* Start SUPPLIED DATA *
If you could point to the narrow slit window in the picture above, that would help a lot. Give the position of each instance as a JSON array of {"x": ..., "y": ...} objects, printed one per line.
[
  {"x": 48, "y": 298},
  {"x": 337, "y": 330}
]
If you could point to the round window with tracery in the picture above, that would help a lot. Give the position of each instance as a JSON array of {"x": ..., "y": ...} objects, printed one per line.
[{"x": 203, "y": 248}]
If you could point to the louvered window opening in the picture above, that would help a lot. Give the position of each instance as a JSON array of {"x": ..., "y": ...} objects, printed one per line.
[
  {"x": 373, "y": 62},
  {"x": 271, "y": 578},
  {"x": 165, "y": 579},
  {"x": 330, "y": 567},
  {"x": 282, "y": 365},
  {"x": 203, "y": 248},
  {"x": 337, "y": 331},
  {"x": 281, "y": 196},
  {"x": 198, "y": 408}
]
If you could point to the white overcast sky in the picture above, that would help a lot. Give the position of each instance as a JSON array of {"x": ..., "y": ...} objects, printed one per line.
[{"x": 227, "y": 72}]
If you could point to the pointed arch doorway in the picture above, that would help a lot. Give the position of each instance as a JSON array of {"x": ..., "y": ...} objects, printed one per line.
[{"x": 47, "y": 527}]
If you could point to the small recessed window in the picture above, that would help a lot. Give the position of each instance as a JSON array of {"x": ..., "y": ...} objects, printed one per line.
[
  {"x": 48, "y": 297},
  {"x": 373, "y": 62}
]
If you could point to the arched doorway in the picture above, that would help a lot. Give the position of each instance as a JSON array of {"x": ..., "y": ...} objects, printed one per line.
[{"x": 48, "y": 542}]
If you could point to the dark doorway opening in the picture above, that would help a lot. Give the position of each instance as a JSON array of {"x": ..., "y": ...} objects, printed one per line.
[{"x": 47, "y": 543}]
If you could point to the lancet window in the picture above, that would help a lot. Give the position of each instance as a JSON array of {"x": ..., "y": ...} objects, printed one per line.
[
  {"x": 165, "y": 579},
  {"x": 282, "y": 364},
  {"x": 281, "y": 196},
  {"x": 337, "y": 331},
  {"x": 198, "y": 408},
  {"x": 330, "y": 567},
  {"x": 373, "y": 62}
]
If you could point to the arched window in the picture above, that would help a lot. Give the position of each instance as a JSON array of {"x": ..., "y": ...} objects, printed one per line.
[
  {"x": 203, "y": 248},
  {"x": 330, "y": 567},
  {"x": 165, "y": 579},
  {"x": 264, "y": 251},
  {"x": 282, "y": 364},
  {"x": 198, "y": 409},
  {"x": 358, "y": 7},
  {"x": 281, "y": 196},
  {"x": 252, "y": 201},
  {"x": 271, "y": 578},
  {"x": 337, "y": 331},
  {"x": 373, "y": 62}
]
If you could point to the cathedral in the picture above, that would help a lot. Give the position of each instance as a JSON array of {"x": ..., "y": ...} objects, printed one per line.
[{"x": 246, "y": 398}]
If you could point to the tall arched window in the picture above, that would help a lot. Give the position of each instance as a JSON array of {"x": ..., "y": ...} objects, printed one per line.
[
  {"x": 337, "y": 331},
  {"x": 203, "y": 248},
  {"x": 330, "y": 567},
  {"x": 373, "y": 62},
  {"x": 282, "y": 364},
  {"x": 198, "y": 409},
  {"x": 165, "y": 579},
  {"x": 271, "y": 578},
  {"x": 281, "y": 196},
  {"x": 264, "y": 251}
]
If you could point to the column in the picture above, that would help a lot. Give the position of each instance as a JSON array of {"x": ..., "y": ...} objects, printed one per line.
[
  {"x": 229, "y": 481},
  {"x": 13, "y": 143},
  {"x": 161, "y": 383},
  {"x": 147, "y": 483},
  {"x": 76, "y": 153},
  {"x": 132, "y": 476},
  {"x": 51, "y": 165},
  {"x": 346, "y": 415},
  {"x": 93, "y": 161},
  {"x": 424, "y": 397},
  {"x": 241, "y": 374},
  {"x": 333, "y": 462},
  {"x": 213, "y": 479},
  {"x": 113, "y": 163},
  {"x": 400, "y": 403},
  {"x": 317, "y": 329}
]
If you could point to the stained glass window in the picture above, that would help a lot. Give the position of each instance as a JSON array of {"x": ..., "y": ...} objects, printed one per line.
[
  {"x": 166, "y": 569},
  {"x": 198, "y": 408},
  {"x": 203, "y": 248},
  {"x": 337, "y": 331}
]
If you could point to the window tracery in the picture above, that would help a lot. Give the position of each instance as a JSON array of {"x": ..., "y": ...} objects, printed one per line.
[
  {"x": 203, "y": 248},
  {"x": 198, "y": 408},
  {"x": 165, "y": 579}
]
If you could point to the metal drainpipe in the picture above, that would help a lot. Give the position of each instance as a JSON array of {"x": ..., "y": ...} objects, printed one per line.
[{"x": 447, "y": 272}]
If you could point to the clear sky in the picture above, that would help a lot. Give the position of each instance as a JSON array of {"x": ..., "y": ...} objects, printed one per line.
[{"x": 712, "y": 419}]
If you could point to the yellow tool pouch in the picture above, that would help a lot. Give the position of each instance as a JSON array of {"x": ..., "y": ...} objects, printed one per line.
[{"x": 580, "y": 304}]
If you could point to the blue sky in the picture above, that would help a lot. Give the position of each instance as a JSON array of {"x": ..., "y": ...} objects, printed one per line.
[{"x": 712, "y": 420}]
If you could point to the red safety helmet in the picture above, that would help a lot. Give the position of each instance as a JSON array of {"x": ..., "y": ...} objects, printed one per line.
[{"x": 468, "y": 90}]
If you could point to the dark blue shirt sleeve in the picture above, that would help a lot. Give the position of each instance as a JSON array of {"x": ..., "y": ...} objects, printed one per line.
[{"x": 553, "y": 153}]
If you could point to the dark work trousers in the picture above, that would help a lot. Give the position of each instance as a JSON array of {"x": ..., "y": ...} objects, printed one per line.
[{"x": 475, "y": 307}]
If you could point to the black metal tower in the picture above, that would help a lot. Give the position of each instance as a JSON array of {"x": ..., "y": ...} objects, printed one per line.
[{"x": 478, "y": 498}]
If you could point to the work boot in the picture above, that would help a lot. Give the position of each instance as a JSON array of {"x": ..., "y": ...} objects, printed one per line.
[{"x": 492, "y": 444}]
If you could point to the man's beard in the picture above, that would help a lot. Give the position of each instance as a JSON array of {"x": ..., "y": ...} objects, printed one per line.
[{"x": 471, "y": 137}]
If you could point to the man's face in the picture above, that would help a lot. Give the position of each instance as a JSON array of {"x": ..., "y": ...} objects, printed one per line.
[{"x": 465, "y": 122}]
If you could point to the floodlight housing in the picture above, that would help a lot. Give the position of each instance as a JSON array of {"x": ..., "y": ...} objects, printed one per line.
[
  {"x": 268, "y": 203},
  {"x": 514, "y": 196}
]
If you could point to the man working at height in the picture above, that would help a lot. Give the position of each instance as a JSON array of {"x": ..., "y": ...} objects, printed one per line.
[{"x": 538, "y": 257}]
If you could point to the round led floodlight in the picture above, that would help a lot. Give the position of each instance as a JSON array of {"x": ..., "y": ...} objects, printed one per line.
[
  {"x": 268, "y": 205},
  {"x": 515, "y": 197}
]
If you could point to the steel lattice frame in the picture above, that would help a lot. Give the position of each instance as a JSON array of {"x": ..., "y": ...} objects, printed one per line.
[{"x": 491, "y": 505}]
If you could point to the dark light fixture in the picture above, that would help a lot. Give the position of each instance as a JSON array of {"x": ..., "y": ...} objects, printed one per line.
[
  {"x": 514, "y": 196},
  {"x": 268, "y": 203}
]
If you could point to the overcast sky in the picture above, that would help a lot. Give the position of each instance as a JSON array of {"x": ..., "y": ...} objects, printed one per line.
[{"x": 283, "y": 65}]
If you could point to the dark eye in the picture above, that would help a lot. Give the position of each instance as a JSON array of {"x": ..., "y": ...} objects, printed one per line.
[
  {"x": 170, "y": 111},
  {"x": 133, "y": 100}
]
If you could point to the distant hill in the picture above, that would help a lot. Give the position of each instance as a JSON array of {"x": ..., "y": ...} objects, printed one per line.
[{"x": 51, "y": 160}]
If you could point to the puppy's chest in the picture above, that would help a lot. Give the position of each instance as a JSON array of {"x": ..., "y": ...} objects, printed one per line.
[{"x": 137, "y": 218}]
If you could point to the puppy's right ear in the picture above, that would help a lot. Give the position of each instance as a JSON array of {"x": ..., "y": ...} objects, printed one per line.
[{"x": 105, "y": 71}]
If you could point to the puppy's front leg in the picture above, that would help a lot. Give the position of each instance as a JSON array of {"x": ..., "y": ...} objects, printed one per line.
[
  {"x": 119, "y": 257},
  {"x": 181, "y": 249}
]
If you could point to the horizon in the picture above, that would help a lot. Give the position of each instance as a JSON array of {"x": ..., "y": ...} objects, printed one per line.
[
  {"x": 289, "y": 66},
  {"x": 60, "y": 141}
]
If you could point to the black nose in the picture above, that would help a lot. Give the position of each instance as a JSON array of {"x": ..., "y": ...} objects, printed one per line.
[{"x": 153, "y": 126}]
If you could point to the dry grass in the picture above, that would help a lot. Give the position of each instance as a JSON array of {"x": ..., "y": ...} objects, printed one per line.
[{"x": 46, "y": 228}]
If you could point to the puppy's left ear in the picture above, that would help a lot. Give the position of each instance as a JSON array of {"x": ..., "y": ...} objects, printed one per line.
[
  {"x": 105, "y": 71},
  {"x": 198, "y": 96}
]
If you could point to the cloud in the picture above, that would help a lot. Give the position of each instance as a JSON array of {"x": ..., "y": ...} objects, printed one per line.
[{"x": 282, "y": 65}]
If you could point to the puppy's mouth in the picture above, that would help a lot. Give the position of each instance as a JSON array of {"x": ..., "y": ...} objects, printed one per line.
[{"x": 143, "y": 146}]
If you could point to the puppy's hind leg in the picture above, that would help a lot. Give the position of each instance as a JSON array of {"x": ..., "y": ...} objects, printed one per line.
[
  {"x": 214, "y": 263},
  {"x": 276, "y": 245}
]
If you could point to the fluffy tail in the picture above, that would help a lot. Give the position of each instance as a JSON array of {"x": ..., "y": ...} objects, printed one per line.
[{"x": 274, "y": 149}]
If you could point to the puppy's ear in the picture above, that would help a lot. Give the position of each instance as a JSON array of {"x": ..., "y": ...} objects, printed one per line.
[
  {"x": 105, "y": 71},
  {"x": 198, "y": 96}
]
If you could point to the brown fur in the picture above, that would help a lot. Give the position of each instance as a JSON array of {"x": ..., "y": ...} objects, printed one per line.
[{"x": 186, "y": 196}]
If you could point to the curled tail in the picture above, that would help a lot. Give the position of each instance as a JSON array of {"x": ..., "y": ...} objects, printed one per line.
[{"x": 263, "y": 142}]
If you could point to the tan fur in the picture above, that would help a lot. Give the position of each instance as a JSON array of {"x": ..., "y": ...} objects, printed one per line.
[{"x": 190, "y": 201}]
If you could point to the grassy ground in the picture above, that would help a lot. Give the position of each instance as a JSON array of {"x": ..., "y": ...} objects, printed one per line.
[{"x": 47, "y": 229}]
* End SUPPLIED DATA *
WHAT TO PRODUCE | Print only the lines from the one with "If you could point to the brown" to the end of the records, both included.

COMPLETE OUTPUT |
If you could point to the brown fur in the picture above, that would help a lot. Give the position of each instance as a JSON array of {"x": ..., "y": ...} objects, printed one per line.
[{"x": 186, "y": 196}]
If you could point to the curled tail in the picture above, that would help a lot. Give the position of each instance as a JSON array of {"x": ..., "y": ...} objects, printed one per line.
[{"x": 263, "y": 142}]
If you could point to the tan fur in the picture above, that would help a lot. Give the position of each instance as a JSON array of {"x": ..., "y": ...} objects, printed one per line.
[{"x": 190, "y": 201}]
If you could point to the grassy ground in the picture above, that would help a lot. Give the position of each instance as a JSON array of {"x": ..., "y": ...} objects, printed one per line.
[{"x": 47, "y": 229}]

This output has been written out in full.